[Collection entries]

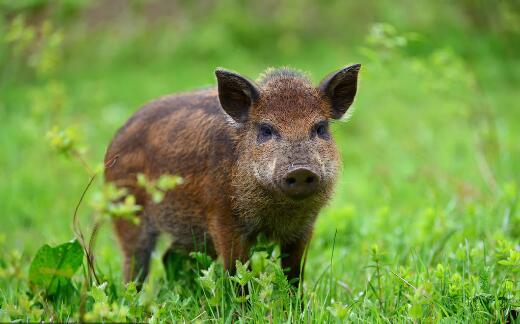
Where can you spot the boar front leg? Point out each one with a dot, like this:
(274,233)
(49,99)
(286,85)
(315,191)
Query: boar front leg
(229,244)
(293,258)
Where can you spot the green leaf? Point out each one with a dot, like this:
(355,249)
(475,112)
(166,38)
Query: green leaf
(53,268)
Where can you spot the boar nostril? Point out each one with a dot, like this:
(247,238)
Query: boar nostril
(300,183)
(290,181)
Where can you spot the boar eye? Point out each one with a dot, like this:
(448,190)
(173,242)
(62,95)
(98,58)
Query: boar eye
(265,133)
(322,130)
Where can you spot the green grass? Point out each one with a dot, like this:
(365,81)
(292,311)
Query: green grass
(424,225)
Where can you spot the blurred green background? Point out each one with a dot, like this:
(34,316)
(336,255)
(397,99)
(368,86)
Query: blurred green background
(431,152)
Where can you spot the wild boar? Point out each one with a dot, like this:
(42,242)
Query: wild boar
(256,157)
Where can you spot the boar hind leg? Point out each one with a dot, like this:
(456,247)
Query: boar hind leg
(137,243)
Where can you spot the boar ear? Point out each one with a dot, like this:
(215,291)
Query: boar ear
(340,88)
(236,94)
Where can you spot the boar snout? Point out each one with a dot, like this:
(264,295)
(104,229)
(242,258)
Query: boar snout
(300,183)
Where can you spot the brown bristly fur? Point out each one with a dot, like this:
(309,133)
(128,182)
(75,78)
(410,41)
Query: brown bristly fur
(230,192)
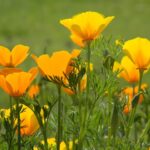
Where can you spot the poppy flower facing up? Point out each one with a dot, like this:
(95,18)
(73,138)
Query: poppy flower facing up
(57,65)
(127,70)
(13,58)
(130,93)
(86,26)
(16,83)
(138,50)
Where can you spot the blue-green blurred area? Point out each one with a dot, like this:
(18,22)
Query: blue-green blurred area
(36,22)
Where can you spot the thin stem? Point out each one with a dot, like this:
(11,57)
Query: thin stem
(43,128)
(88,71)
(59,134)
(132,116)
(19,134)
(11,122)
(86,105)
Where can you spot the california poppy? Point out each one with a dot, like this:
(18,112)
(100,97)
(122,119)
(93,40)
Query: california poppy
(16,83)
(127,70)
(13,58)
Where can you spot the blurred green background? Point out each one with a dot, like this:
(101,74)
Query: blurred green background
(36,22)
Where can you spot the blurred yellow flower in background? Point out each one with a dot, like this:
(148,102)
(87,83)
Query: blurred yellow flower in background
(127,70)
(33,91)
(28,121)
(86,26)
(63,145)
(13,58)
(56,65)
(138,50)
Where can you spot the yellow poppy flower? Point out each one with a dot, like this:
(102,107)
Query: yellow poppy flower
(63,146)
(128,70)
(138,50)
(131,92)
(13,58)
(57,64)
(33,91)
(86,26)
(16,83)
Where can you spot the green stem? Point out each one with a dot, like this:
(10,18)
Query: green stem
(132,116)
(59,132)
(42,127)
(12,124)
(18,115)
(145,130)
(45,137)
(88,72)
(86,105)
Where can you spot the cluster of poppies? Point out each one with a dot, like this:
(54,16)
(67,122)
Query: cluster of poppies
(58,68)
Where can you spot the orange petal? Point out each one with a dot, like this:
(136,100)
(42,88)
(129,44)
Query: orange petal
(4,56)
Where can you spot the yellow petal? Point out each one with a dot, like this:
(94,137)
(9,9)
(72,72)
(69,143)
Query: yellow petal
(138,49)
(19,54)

---

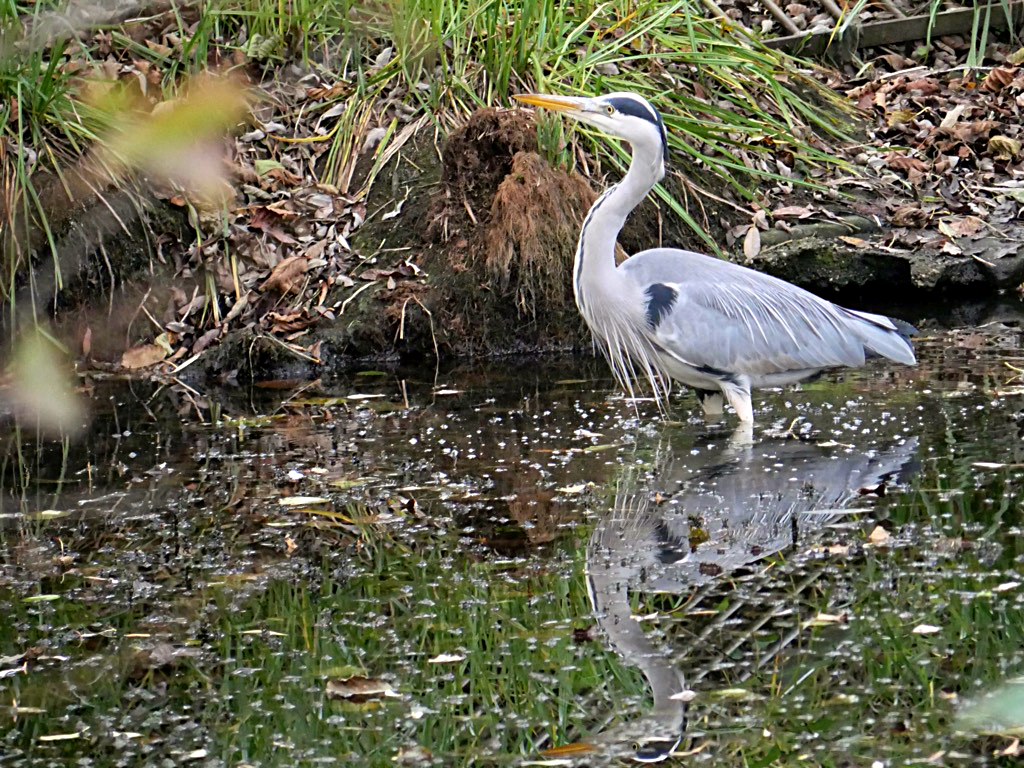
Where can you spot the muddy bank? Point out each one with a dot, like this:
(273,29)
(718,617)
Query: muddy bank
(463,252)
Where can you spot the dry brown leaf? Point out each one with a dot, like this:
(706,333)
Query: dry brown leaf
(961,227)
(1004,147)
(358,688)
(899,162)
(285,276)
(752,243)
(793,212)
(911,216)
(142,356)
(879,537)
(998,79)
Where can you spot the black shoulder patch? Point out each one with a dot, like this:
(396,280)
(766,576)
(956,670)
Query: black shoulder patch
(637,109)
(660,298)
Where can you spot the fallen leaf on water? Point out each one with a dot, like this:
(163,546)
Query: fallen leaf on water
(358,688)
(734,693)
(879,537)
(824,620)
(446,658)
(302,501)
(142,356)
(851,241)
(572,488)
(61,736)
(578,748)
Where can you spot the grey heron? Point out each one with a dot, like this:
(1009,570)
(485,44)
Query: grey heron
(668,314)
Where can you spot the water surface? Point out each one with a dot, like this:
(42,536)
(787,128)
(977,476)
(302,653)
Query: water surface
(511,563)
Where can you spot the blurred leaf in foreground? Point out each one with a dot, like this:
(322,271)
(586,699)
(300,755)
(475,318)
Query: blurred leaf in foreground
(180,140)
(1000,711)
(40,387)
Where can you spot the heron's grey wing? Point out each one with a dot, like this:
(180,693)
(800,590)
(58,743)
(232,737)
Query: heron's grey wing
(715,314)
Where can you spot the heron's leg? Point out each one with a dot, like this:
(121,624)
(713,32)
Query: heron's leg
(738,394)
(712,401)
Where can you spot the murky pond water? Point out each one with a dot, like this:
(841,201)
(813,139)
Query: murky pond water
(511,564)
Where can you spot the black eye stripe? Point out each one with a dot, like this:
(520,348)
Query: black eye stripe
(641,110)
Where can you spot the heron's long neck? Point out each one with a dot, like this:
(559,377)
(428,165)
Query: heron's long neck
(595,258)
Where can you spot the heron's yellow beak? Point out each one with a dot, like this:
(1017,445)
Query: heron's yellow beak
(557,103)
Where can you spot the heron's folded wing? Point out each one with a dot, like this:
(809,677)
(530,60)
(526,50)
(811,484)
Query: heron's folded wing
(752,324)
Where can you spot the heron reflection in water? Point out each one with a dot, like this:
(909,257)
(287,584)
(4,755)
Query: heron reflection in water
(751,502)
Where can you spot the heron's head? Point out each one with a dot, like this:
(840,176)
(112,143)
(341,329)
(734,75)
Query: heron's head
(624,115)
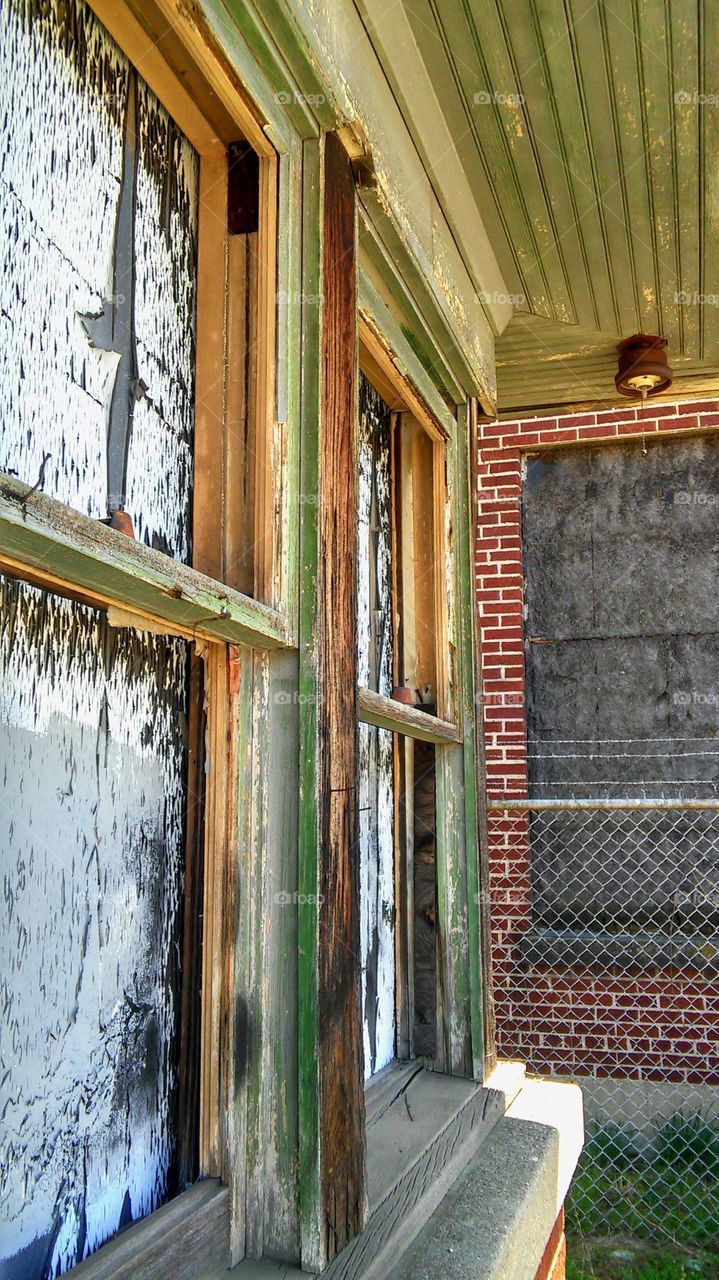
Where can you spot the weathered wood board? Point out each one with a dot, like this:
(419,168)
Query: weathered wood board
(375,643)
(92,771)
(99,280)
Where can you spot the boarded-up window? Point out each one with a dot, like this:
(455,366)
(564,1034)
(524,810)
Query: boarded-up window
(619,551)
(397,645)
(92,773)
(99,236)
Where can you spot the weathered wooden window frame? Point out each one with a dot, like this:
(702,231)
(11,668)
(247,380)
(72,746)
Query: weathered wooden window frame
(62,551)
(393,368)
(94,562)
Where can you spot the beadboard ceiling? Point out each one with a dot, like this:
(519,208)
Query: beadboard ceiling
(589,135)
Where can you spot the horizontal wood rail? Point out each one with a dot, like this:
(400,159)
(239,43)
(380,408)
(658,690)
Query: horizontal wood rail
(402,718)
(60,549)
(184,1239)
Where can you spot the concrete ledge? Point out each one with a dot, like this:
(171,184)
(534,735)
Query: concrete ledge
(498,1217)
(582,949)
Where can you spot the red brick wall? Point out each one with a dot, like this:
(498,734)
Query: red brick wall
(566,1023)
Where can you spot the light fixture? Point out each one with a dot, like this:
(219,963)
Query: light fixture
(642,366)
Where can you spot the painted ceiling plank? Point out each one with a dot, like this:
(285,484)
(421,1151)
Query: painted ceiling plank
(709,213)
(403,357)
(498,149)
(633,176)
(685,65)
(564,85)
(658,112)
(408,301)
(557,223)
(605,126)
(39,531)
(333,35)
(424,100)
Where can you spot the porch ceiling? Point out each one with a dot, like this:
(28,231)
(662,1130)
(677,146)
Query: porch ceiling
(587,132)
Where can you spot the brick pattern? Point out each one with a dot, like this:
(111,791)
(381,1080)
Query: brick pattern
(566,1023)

■ WHAT THE TASK ASKS
Pull out every line of the material above that contains the string "brick", and list each such line in the order it appears.

■ RESULT
Where can you spot the red brick wall? Point out each one with a dot, like this:
Query: red brick wall
Where can you spot the brick pattern? Point out each one with a dot, like this:
Query: brick pattern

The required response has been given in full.